**Aim:**
Reproduce verbatim only the rows from the one containing "Thank you for this photo. Would you kindly tag the ostrich" down to the one containing "Target: green stem", with both ends included.

**Exercise material:**
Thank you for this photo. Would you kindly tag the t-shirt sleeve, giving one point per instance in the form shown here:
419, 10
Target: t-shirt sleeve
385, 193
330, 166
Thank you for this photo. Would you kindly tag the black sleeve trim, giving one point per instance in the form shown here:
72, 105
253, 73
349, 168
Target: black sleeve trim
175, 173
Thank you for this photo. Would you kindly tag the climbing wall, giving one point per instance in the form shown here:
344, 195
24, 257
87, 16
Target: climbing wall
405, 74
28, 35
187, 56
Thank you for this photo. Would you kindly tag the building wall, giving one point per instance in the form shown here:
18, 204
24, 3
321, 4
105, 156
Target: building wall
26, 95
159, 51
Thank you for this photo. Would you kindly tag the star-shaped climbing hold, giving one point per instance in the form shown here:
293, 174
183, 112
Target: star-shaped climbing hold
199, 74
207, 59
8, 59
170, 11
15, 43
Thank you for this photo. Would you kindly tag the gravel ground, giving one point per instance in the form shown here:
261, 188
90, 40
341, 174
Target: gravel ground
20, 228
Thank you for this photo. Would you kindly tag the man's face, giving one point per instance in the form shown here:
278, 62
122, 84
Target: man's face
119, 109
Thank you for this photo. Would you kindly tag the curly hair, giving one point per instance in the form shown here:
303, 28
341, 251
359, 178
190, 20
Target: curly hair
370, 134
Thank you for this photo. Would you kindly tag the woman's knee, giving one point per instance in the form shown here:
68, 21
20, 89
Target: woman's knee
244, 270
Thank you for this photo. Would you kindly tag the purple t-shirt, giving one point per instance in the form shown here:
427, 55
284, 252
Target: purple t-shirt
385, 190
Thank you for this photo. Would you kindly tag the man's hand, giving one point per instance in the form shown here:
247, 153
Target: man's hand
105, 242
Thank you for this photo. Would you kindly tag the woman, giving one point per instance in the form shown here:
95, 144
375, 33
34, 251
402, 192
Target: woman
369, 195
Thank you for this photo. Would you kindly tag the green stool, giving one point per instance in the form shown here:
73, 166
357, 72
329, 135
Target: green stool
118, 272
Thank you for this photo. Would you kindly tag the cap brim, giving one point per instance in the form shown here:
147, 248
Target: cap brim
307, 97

==

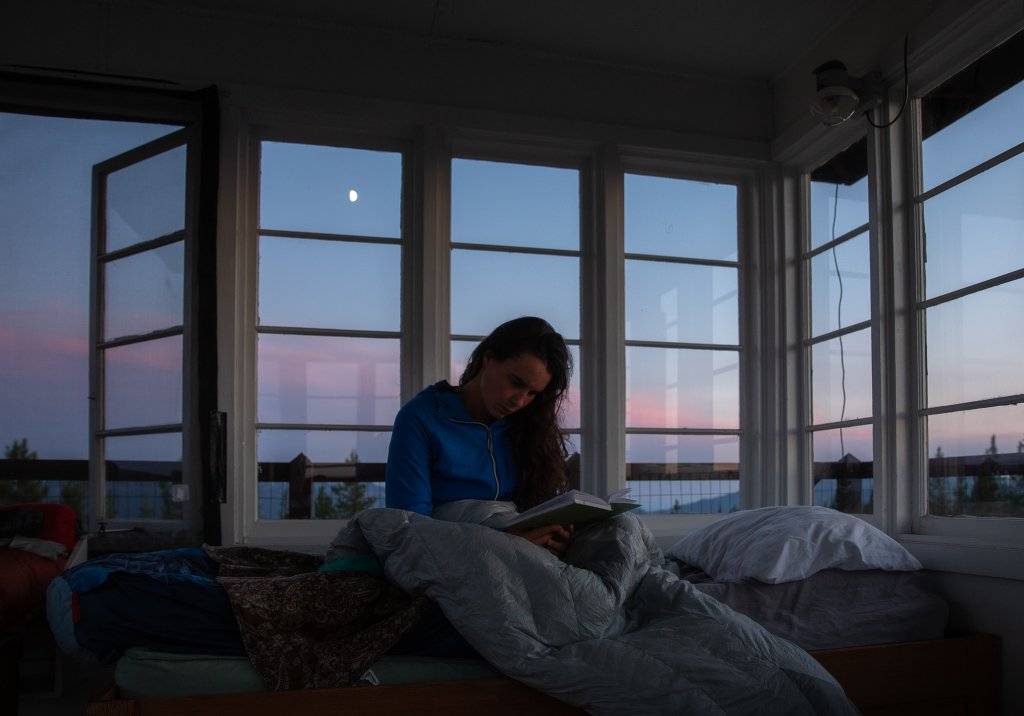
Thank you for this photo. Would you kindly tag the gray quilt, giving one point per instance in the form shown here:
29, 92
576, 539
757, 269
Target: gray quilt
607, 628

--

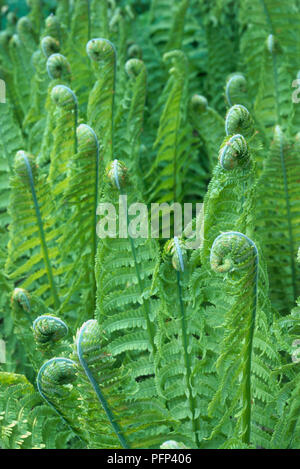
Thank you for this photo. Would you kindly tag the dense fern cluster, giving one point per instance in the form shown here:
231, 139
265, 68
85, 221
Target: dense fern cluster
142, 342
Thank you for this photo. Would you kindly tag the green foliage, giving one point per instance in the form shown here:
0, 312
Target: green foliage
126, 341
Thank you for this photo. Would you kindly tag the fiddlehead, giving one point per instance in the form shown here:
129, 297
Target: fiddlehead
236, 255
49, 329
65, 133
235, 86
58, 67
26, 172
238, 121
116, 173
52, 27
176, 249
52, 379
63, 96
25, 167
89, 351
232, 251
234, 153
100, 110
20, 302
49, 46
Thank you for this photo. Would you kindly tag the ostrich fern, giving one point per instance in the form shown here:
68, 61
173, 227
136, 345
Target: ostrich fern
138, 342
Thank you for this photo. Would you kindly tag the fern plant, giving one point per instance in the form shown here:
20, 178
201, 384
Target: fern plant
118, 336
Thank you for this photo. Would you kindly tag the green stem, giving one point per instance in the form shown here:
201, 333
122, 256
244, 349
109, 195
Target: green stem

**Output of the task:**
Thank you for this photo. Would you kindly tag the ostrich fern, giving one point per instance in the form shown here:
68, 61
173, 227
136, 345
Target: ostrich fern
138, 342
Thank you for this photo. Would you kindly tag the fern plant, giving one point per instance in the form shown here:
20, 178
201, 384
Target: fern plant
118, 336
Thank you for this photo. Would you kindly tag the green stem, giving one point per instance in the form shown here:
201, 333
122, 256
244, 349
109, 195
Target: green stem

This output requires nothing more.